=== Task material ===

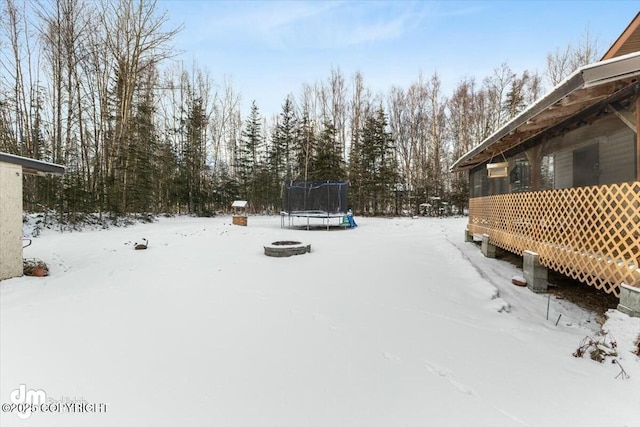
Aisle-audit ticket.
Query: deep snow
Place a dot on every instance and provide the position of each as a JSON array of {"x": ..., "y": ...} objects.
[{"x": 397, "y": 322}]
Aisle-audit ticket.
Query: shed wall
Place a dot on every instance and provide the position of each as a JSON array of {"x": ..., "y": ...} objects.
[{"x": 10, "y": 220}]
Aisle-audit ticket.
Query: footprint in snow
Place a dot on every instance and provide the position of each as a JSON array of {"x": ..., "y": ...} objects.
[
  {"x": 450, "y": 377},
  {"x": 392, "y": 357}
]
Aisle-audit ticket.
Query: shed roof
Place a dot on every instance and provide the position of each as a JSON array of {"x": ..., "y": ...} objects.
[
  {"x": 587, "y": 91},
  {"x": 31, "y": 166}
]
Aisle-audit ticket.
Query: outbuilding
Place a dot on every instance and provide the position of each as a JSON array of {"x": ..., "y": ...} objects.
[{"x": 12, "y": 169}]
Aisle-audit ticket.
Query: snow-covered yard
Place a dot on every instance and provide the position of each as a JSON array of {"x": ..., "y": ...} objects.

===

Instruction — Copy every record above exactly, leaving out any pictures.

Output of the exercise —
Aisle-audit ticket.
Query: deep snow
Place a dot on every instance and provide the position of each as a JSON array of {"x": ..., "y": ...} objects.
[{"x": 397, "y": 322}]
Aisle-audit ticket.
Query: shed wall
Place a dot on every instance and provide the position of each as a JSON array of {"x": ..., "y": ...} objects.
[{"x": 10, "y": 220}]
Aisle-audit ticket.
Query: footprint in snow
Place a dot on every instance and provide the position of each as a JSON array of {"x": ..., "y": ...} objects.
[
  {"x": 450, "y": 377},
  {"x": 392, "y": 357}
]
Aisle-audit ticket.
Query: shed roof
Place a dot on every instance and provide the position of each as a JSON array of {"x": ..., "y": ...} objects.
[
  {"x": 587, "y": 91},
  {"x": 31, "y": 166}
]
Aisle-audit ticket.
Query: outbuilding
Place a dot on every instance and provide the position of each as a JSON array of {"x": ..., "y": ...} objects.
[{"x": 12, "y": 169}]
Aisle-audit ticket.
Query: snow-covered yard
Place a dot on every instance and provide the position of each as a JSON array of {"x": ..., "y": ...} objects.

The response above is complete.